TRECHO DO DOCUMENTO:
====

A atriz, diretora e dramaturga Mirella Façanha estreia no cinema com o longa-metragem “Cidade; Campo”, da produtora Alice Wolfenson e da diretora Juliana Rojas, que participa da Berlinale Encounter, mostra competitiva do Festival de Berlim, onde o filme terá sua primeira sessão pública no dia 19 de fevereiro.
O convite para participar do seu primeiro filme veio durante a pandemia, em meio à toda vivência daquela época densa, cheia de incertezas. “Por estar muito engajada na minha trajetória dentro de teatro, como artista independente, com um trabalho autoral no qual eu acreditava muito, somado ao fato de que todos os convites que eu havia recebido para trabalhar no audiovisual eram convites para personagens extremamente subalternizadas e estereotipadas dentro da rasa análise em que o mercado tinha em relação ao meu fenótipo, eu definitivamente não era uma pessoa fácil de entrar em contato”, relembra
Ela explica ainda que, antes do teste, já estava completamente apaixonada pelo roteiro e pela delicadeza da Juliana propor uma reunião antes de filmar o teste para que ela pudesse tirar qualquer dúvida sobre a personagem.
“Quando olhei pra tela do computador e vi que eu estava pela primeira vez em uma reunião onde éramos três mulheres gordas, eu me emocionei…”, relembra Mirella, diretora e roteirista do documentário “Noiz é sempre um ruído”, onde registra o processo de desmontagem do grupo de teatro “E Quem É, Gosta?”, do qual foi uma das fundadoras.
A espera para estar nas telas valeu a pena. Mirella Façanha se lança no audiovisual num produto cuja trajetória já começa em grande estilo, com direito à presença em um tapete vermelho na Europa. “É a minha estreia no cinema, num longa-metragem, numa première, e me sinto tão sortuda por ter sido como foi. Naquele momento [das gravações] eu era uma Mirella muito diferente, ainda estava muito assustada com a vida porque tinha passado por um período de adoecimento muito grave. Então, poder estrear ao lado de Juliana Rojas foi um dos grandes presentes que a vida me deu”, resume Mirella.
Embora tenha cursado Artes Cênicas na Universidade de Brasília, se formou na Escola de Arte Dramática – EAD/ECA/USP e, na trama de “Cidade; Campo”, ela dá vida à Flávia, uma pessoa intensa e muito observadora, de poucas palavras e muitas emoções represadas no peito.
“A Flávia, minha personagem no filme, está de luto. Aparentemente introspectiva, é um vulcão coberto de neve. Ela perdeu o pai e, junto de Mara, sua companheira, decidiu se mudar para a casa que herdou dele em uma zona rural no Mato Grosso do Sul. Anestesiada pelo luto e por estar distante do seu pai no momento em que ele morreu, somado ao cansaço de seu cotidiano vivendo em São Paulo, a decisão de abandonar a vida no centro urbano é uma tentativa de se reaproximar dele e dar uma chance para um estilo de vida que faça mais sentido para ela e para Mara”, explica.

====

LINHAS SELECIONADAS:
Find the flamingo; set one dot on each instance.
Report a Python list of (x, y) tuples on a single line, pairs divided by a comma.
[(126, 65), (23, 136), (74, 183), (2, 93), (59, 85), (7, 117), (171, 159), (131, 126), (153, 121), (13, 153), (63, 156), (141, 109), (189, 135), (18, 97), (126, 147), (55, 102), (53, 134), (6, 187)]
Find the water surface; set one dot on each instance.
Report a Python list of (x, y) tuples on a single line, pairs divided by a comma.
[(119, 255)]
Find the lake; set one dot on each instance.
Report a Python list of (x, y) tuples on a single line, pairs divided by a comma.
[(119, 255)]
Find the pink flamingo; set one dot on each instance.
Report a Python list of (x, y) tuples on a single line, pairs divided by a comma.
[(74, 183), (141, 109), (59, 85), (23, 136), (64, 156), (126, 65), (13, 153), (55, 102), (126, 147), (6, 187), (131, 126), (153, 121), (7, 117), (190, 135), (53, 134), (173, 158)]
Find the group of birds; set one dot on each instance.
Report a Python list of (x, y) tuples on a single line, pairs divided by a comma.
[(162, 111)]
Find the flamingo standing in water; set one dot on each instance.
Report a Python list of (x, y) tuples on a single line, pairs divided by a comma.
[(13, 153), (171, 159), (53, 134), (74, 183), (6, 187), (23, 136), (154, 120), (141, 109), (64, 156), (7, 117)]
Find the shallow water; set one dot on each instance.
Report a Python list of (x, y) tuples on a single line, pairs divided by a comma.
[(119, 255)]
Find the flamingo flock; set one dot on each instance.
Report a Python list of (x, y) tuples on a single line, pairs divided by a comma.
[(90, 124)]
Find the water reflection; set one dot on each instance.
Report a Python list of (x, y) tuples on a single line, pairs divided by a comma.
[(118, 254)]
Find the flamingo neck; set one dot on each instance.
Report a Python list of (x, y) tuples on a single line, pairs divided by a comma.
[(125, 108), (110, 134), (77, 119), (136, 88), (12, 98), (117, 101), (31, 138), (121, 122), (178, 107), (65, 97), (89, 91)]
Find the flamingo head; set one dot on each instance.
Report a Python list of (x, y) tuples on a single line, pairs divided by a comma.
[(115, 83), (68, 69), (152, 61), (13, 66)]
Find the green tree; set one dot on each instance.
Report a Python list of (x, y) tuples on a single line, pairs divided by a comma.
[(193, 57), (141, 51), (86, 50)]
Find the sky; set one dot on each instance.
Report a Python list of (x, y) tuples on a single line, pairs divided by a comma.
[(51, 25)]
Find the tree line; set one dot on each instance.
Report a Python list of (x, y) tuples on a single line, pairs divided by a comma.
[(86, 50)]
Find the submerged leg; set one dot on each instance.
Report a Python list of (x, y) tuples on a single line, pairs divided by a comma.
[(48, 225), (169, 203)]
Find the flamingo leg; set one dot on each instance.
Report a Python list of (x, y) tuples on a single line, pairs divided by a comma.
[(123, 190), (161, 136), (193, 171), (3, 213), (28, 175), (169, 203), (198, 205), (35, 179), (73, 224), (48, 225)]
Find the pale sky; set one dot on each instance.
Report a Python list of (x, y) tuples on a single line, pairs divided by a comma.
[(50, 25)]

====

INSTRUÇÕES DO EXERCÍCIO: Segundo o trecho do documento, para onde Flávia e Mara decidem se mudar?

PROBLEMA RESOLVIDO: Para a casa que Flávia herdou do pai em uma zona rural no Mato Grosso do Sul.